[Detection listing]
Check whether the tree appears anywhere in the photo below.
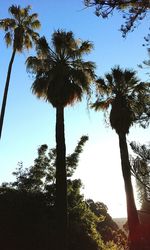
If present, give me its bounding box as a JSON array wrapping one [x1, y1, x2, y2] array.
[[27, 30, 95, 249], [0, 136, 126, 250], [0, 5, 40, 138], [130, 142, 150, 210], [84, 0, 150, 37], [92, 67, 150, 250]]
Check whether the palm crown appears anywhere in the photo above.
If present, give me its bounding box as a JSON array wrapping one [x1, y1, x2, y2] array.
[[92, 67, 150, 133], [27, 30, 95, 107], [0, 5, 40, 52]]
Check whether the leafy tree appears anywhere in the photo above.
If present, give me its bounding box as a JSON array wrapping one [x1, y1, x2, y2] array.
[[0, 136, 124, 250], [27, 30, 95, 249], [87, 199, 126, 250], [92, 67, 149, 249], [130, 142, 150, 210], [84, 0, 150, 36], [0, 5, 40, 138]]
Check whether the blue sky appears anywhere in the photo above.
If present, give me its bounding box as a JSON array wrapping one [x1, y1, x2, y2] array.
[[0, 0, 149, 217]]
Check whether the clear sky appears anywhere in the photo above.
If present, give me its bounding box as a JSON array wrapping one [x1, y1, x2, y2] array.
[[0, 0, 150, 217]]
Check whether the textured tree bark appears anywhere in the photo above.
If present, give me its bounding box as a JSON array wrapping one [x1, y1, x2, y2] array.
[[56, 107, 67, 250], [0, 49, 16, 139], [119, 134, 143, 250]]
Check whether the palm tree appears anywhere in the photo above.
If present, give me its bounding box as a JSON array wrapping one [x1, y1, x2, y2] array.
[[92, 67, 149, 250], [0, 5, 40, 138], [27, 30, 95, 250]]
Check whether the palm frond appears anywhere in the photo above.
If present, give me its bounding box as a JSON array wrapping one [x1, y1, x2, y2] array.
[[91, 99, 113, 111]]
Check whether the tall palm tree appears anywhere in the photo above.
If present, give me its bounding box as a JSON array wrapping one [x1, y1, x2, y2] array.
[[27, 30, 95, 250], [92, 67, 150, 250], [0, 5, 40, 138]]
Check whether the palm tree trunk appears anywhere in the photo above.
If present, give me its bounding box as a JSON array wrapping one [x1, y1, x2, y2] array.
[[119, 134, 143, 250], [56, 107, 67, 250], [0, 49, 16, 139]]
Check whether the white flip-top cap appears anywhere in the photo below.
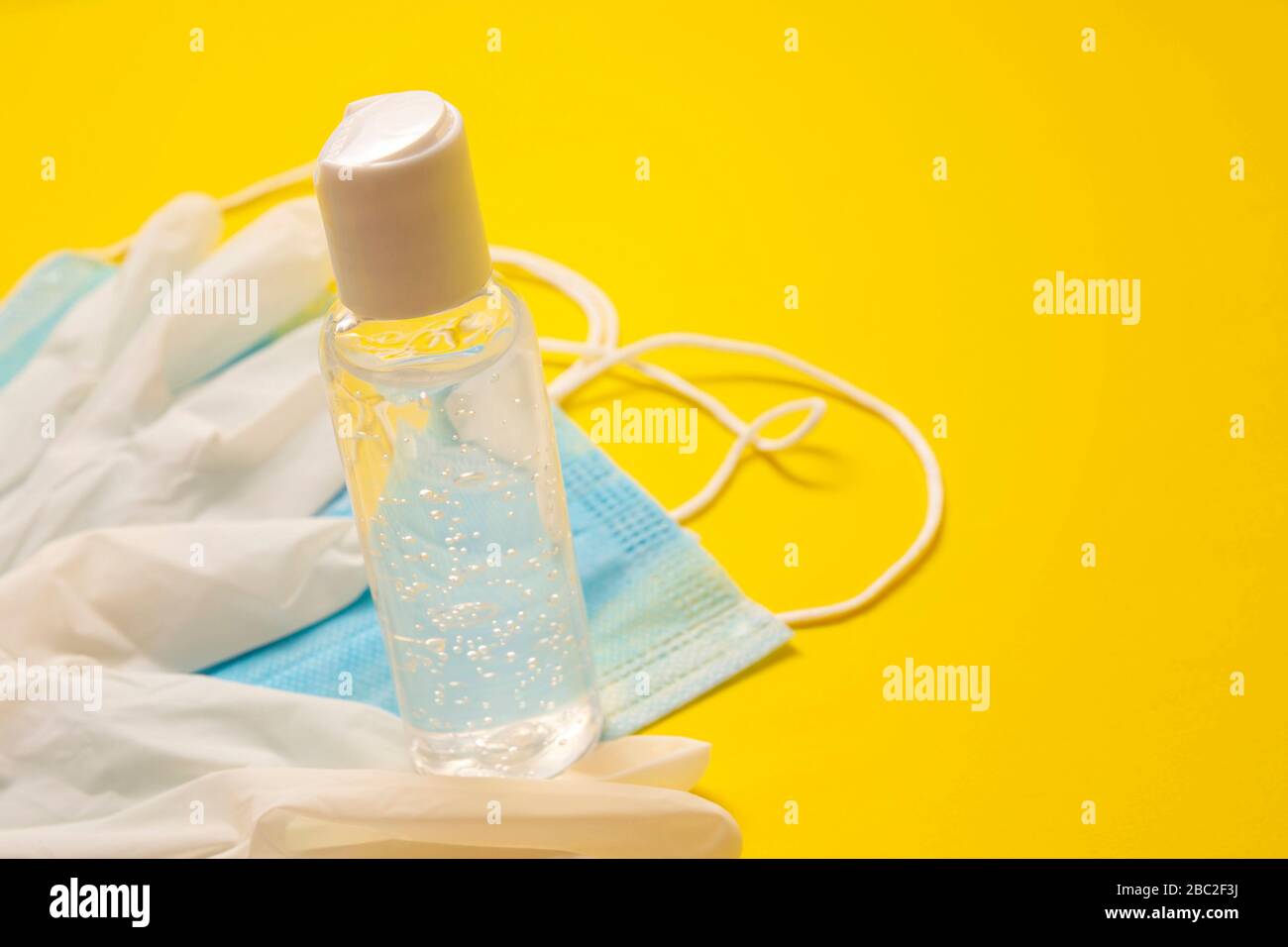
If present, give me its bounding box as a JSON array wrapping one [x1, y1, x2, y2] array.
[[313, 91, 492, 320]]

→ Brief:
Reproduce the lines of the listing above verbatim, starting at the line that contains "Check whether the leafy" and stopping after the line that contains "[[0, 0, 149, 217]]".

→ Answer to this exercise:
Check whether the leafy tree appears anywhere in the photo above.
If present, give me its bounding box as a JSON array wrapping one [x1, y1, x2, y2] array.
[[0, 136, 124, 250], [27, 30, 95, 249], [87, 199, 126, 250], [92, 67, 149, 249], [130, 142, 150, 210], [84, 0, 150, 36], [0, 5, 40, 138]]
Check whether the blue sky appears anywhere in the photo above.
If present, give me its bounding box as a JSON array wrapping one [x1, y1, x2, y2] array.
[[0, 0, 149, 217]]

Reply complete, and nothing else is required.